# start of Working data

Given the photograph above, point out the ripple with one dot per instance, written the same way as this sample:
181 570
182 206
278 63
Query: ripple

# end of Working data

What this task involves —
Convert the records above into a Markdown table with two columns, No. and Line. Give each non-blank line its own row, numbered in order.

Solution for this exercise —
| No. | Line |
|---|---|
| 1 | Given the photograph above, point out the ripple with one dot per instance, written the same way as this sample: |
| 2 | 181 570 |
| 3 | 182 206 |
| 4 | 278 63 |
| 5 | Query: ripple |